- **Instructions**:
- 1) Retype the part of the Intel graphics passage from "The Intel Processor" to "LLC and DRAM).".
- 2) Continue the Intel graphics passage, picking up after its final sentence.

- **Passage provided**:
— Begin —

Figure 11. Snippet of Intel GPA view. On the left, characteristic of shader execution as a pie chart; on the right, Intel GPA bottleneck view.
In Intel® architecture parlance, we refer to the parallel GPU cores as Execution Units (EUs). The pie chart in the upper left of Figure 11 shows you how the EUs spent their time during the execution of this draw call:
In this snow simulation draw, the EUs spent 85% of that 3ms stalled.
The diagram on the right of Figure 11 is a pipeline flow chart that uses hardware metrics and heuristics to indicate where you will likely find a bottleneck. The “Selection” and “Full Frame” tabs in this view let you view the raw metrics valued, sorted based on pipeline stage. Note that the “Shader Execution” box is green, but the “LLC/EDRAM/DRAM” box is red, indicating that the bottleneck is likely related to memory reads/writes, coming from the four sample instructions in the pixel shader. To understand why, and what optimization is necessary, we need to understand more about our GPU and system architecture.
Intel® Processor Graphics does not have dedicated video memory—instead, it implements the concept of unified memory, where system DRAM memory is shared across the entire system, including the GPU and CPU.
Figure 12. A view of the SoC chip level memory hierarchy, and its theoretical peak bandwidths for the compute architecture of Intel processor graphics Gen9.
The Intel Processor Graphics features a cache hierarchy, where each texture sampler unit has its own local cache hierarchy, and there is a L3 cache, shared by all GPU EU cores and samplers. If the GPU needs data that is not resident in the L3 cache, it must issue a request to access shared system-memory to retrieve that data. There is a Last Level Cache memory (LLC) that is shared with the CPU, and then eventually system DRAM. (Some products also feature 64-128 MB of EDRAM between the LLC and DRAM).

— End —

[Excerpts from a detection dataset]

— Begin —

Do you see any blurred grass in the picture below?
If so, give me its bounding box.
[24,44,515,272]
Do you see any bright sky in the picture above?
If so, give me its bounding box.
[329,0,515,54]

— End —

- **Exercise results**:
- 1)
The Intel Processor Graphics features a cache hierarchy, where each texture sampler unit has its own local cache hierarchy, and there is a L3 cache, shared by all GPU EU cores and samplers. If the GPU needs data that is not resident in the L3 cache, it must issue a request to access shared system-memory to retrieve that data. There is a Last Level Cache memory (LLC) that is shared with the CPU, and then eventually system DRAM. (Some products also feature 64-128 MB of EDRAM between the LLC and DRAM).

- 2)
So what happens when an EU samples a texture resource? Due to the parallel nature of the GPU and typical spatial locality, the sampler doesn’t just fetch just one texel worth of data. It fetches an entire cache line worth of data, which is 64 bytes on Intel GPUs. So when sampling the R16F snow heightmap, a texture fetch will also fetch data for 32 neighboring texels. With many pixel shaders running in parallel, each requesting data from the same texture, we should hope that the data we’re requesting is already in cache more often than not.
Let’s go back to Intel GPA. Figure 13 shows some of the detailed memory metrics for this draw call. Please note that the data is presented in two columns. In Intel GPA you can do various experiments, and the data in the column on the left represents measurements after applying the experiments and column on the right represents original values. In our case, we haven’t done any experiments, so the data in both columns is the same.
Figure 13. Detailed memory metrics for the snow simulation draw call in Intel GPA.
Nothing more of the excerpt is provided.